Excerpted text

In 2015, the British Library announced a major programme to digitise the vast wealth of Indian printed books held by the Library dating from 1713 to 1914, made possible with the support of funding from the Arts and Humanities Research Council through the Newton Fund. This autumn, the first phase of the project, which originally focussed on 1,000 unique early printed Bengali books, has been extended to include an additional 3,000 from the collection, meaning that 4,000 early Bengali books will be digitised and made accessible to researchers around the world as part of the project.
The international team working on the digitisation of these early Bengali books is unlocking 19th century material that includes one of the very first Bengali cookbooks, an early railway book containing rules and etiquette for travelling in steam-trains, an early copy of the New Testament translated into Bengali by a British missionary and one of the earliest translations of Shakespeare’s plays in Bengal.

Required work
A: Name each item that the passage on digitizing early Bengali books gives as an example of the 19th-century material being unlocked.
B: Reproduce the stretch of the Bengali books passage from "The international team" through "plays in Bengal.".

Record extracts
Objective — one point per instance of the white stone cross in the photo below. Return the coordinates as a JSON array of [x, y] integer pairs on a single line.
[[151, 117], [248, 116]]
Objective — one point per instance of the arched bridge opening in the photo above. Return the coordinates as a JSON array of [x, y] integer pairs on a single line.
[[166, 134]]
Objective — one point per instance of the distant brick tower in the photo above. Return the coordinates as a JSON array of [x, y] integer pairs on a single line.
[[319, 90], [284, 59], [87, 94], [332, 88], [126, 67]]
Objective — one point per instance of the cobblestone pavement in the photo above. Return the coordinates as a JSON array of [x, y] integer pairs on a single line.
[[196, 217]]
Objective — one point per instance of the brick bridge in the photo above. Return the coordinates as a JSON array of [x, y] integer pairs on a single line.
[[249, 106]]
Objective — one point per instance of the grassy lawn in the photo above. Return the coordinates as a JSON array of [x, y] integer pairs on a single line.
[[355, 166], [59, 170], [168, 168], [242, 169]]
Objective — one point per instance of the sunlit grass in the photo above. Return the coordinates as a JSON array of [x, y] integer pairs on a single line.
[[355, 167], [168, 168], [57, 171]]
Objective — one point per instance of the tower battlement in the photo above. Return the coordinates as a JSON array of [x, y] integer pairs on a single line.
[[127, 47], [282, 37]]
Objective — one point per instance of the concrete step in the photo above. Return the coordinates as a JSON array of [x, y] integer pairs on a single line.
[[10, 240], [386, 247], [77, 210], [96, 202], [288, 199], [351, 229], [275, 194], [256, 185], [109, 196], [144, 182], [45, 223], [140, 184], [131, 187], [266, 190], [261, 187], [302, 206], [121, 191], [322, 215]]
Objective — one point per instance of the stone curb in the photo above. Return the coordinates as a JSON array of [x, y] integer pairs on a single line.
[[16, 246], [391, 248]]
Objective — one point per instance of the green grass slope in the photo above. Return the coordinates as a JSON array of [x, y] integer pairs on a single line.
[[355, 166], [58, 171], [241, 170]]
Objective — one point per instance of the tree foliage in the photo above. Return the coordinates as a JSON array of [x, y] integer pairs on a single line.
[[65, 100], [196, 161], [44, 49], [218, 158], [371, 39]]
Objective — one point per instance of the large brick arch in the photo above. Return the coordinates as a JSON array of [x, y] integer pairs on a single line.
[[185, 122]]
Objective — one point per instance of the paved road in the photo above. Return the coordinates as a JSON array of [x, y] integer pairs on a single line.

Answers by task
A:
- One of the very first Bengali cookbooks
- An early railway book containing rules and etiquette for travelling in steam-trains
- An early copy of the New Testament translated into Bengali by a British missionary
- One of the earliest translations of Shakespeare's plays in Bengal

B:
The international team working on the digitisation of these early Bengali books is unlocking 19th century material that includes one of the very first Bengali cookbooks, an early railway book containing rules and etiquette for travelling in steam-trains, an early copy of the New Testament translated into Bengali by a British missionary and one of the earliest translations of Shakespeare’s plays in Bengal.